Exercise details: The required result is the exact run of lines beginning at the one containing "Would you mind pointing out the dark hair" and ending at the last line of the entries.

*** Data provided

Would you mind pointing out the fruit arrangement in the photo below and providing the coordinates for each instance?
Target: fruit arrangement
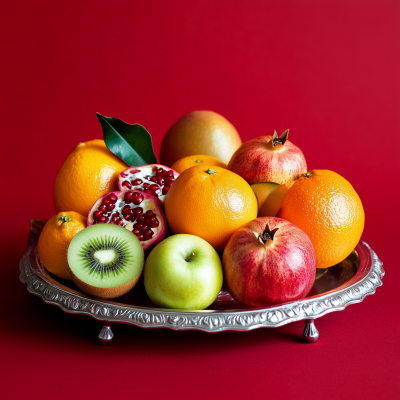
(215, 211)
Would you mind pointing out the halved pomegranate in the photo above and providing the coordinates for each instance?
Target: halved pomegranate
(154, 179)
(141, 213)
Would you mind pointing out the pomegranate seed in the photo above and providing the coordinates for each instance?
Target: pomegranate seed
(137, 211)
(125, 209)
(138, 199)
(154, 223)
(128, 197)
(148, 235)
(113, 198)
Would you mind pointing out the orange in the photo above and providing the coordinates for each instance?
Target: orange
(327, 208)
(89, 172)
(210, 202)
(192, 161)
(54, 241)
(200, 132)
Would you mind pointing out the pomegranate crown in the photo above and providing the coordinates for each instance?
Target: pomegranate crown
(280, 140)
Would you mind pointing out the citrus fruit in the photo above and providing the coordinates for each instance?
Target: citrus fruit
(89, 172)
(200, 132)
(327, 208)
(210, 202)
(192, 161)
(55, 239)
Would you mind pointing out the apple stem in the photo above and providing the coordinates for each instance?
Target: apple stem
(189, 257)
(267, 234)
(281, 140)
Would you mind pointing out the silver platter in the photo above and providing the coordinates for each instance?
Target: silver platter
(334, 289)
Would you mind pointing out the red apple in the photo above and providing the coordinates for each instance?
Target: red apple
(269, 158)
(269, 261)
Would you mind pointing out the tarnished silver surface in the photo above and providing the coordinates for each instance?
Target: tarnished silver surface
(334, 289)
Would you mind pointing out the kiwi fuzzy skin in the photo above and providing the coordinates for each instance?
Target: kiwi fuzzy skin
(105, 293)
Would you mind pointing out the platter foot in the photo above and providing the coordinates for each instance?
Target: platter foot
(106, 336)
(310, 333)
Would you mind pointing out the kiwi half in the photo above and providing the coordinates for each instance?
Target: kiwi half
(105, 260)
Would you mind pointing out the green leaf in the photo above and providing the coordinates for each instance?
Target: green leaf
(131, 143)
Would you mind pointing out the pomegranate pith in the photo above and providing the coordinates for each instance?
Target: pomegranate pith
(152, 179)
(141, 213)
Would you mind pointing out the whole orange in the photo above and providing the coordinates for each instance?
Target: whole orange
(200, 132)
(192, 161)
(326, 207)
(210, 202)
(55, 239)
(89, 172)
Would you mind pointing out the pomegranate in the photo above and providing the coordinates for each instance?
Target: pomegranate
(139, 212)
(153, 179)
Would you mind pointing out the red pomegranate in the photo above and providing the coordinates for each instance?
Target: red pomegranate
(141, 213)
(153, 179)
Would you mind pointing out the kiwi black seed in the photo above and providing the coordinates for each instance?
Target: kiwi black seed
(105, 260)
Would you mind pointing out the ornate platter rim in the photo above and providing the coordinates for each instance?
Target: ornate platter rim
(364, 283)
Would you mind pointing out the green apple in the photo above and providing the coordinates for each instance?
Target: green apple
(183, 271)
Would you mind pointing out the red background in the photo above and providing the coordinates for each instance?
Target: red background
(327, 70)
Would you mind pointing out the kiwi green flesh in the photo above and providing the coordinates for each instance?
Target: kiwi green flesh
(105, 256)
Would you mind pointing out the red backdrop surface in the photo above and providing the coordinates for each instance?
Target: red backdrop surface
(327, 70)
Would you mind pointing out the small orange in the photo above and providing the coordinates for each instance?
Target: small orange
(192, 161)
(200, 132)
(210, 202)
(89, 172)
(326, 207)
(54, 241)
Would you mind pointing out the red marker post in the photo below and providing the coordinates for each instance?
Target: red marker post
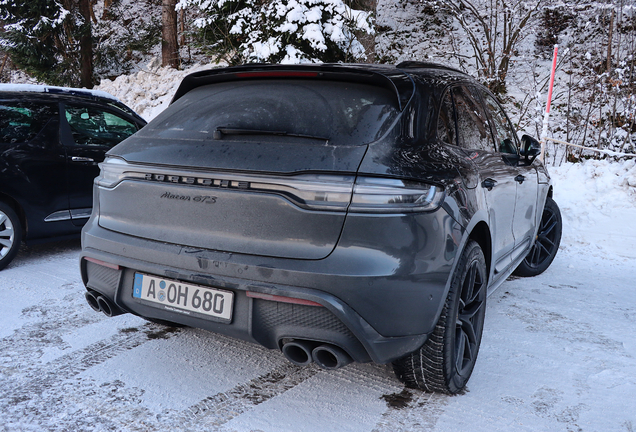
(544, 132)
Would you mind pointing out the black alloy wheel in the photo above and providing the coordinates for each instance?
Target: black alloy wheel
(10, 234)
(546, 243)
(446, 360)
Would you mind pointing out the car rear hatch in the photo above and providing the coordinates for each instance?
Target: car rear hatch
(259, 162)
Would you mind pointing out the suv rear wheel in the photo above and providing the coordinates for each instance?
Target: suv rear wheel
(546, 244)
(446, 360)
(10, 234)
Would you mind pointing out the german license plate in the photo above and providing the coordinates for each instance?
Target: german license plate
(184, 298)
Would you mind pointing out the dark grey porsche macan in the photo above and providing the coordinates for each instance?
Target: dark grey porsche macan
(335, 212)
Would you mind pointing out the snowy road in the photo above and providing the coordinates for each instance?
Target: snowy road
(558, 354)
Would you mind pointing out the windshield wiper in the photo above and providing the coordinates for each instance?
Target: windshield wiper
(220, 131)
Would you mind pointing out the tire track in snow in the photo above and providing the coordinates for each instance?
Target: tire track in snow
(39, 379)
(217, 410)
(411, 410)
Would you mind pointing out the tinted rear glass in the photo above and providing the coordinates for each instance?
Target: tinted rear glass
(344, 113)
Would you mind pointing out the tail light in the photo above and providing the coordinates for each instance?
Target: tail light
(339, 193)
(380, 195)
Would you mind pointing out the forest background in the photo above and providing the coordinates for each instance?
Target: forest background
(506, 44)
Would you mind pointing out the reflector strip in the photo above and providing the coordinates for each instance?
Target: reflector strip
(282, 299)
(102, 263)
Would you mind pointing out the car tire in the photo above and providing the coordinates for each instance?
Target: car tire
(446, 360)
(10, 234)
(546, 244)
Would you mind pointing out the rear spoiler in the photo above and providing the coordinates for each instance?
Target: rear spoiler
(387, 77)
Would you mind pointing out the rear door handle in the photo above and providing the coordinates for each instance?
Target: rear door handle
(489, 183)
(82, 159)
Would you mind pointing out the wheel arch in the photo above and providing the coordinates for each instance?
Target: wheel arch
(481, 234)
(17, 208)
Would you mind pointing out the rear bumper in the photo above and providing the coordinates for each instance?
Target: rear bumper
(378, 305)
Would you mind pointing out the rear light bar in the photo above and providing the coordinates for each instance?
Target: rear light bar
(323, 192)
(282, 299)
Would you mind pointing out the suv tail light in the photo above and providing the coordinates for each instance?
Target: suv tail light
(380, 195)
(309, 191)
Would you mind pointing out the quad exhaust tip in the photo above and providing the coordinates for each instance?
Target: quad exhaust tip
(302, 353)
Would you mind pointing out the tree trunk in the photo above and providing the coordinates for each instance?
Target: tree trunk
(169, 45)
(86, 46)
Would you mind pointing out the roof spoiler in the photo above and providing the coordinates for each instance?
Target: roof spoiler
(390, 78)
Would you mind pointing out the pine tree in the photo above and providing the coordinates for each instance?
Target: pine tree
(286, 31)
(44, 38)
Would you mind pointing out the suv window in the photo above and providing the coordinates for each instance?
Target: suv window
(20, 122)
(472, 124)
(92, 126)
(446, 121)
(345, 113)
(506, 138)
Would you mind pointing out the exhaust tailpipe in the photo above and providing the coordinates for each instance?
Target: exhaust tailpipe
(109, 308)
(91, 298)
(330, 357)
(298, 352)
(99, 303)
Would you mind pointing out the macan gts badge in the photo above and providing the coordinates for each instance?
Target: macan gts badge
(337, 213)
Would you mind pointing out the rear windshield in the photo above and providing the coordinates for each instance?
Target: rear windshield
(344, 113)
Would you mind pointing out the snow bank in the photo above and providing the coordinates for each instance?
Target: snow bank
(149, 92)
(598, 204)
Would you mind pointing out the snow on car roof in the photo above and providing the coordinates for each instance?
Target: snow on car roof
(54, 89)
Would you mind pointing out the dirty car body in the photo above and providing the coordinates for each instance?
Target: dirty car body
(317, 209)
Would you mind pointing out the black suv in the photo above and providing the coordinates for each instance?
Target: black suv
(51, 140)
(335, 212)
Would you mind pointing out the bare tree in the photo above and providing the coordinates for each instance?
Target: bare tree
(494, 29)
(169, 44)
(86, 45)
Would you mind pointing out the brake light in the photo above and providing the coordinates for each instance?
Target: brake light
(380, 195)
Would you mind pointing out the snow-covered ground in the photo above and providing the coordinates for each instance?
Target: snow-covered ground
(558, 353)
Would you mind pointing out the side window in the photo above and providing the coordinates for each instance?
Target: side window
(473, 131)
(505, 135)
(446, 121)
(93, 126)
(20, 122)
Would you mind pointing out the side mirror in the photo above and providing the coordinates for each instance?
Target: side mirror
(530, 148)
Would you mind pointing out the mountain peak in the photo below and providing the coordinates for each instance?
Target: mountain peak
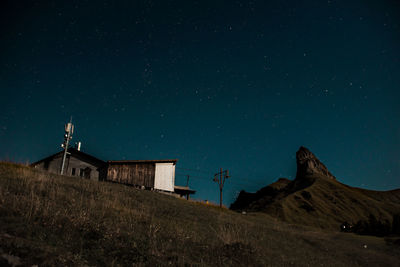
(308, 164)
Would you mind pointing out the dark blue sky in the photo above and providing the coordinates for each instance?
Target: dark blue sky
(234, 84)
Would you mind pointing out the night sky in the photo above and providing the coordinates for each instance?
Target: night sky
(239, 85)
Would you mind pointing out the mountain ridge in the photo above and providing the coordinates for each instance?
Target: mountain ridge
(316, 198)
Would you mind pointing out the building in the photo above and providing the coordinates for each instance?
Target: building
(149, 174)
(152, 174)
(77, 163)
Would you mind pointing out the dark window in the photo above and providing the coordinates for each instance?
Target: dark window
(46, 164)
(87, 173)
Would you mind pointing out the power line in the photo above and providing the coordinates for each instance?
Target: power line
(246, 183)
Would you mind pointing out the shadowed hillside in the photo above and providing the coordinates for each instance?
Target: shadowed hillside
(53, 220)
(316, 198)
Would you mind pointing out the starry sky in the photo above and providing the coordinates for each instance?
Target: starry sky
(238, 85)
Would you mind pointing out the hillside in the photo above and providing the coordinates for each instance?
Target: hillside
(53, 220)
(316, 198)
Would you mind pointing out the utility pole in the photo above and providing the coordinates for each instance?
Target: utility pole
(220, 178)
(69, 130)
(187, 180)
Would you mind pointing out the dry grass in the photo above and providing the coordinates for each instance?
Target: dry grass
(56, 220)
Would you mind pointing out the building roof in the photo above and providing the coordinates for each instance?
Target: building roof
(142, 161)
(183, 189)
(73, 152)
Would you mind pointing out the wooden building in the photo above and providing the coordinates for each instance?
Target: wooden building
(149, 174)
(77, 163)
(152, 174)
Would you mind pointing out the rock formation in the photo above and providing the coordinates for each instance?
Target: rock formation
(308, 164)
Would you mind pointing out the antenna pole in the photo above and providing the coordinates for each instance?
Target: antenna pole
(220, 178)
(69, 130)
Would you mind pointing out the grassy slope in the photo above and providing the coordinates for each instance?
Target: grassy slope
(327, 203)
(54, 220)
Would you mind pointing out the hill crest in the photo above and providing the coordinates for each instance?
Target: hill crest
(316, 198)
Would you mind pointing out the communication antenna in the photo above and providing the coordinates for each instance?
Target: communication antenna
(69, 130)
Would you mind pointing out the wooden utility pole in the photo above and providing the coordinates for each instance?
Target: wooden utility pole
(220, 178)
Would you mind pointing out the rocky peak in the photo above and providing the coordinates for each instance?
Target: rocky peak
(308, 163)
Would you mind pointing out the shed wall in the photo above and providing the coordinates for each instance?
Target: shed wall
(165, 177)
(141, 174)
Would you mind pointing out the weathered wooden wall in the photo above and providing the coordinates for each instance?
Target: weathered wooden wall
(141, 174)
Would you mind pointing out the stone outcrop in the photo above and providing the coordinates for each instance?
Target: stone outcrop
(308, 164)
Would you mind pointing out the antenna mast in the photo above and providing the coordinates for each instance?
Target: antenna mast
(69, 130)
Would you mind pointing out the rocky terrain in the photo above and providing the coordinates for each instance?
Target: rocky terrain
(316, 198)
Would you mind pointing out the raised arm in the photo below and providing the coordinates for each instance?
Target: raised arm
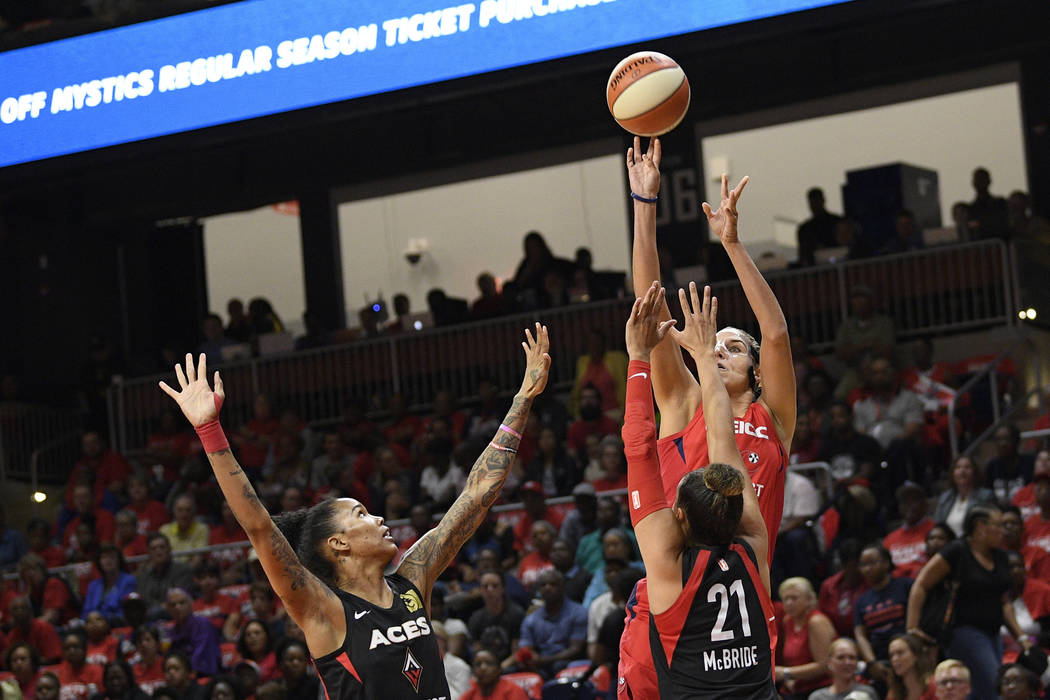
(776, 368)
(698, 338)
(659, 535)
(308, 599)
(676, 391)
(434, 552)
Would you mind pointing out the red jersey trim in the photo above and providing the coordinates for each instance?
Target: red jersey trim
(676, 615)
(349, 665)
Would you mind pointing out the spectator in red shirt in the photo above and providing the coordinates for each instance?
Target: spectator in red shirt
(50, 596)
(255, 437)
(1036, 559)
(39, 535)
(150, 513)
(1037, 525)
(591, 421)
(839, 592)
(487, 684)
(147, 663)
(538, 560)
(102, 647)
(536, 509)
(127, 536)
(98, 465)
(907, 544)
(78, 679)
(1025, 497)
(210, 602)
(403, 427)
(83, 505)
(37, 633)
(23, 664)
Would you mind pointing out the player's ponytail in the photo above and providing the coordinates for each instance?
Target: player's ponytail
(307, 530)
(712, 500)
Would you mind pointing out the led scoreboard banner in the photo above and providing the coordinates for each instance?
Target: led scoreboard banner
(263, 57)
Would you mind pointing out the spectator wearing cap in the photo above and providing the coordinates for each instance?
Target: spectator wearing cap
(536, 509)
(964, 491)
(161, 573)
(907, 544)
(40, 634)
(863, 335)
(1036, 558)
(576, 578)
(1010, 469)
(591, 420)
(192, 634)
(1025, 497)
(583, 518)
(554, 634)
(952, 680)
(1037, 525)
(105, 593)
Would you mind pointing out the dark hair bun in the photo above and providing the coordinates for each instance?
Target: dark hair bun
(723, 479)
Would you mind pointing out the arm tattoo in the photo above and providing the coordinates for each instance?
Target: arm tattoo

******

Response for this exercise:
Would you mind pointing out the dark hair bun in the photo above and providing the coordinates for each instance?
Target: dark hair bun
(723, 479)
Would you mind pointing out the arm tattoo in the photo above and providing the coordinates for each instance?
Target: arm tattoo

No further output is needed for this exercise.